__Exercise details__. Can you pull every line of the data below into your answer unchanged, leaving out the pictures?
***** Dataset
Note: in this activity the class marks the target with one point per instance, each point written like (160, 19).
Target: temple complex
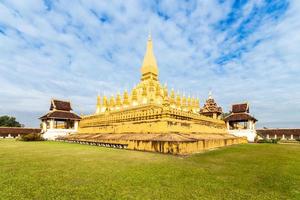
(151, 117)
(60, 120)
(211, 108)
(240, 122)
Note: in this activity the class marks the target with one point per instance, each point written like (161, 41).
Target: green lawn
(55, 170)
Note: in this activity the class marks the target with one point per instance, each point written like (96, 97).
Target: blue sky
(73, 50)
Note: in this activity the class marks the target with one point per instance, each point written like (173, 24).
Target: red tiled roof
(14, 131)
(239, 117)
(239, 108)
(60, 105)
(279, 131)
(61, 115)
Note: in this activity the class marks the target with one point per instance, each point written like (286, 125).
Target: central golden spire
(149, 68)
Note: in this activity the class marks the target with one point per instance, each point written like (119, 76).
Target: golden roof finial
**********
__Answer for this exercise__.
Note: in this activity the class marks the target with one point per instance, each point written like (160, 19).
Target: temple complex
(151, 117)
(60, 120)
(211, 108)
(240, 122)
Note: in this activity the class marks the target with one point per instance, each point written like (161, 41).
Target: green lawn
(55, 170)
Note: in this activity the class marks the target with one point per instance, each point written like (96, 97).
Target: blue sky
(73, 50)
Note: in this activity the class marks the target with one point per instance, each point written like (173, 24).
Target: red tiled roof
(14, 131)
(239, 117)
(239, 108)
(60, 105)
(279, 131)
(61, 115)
Note: in this activity the class marks the target with one point per instance, each point written like (286, 125).
Target: central golden spire
(149, 68)
Note: in this activity the class marks the target with one point per instance, each point written like (119, 76).
Target: golden roof finial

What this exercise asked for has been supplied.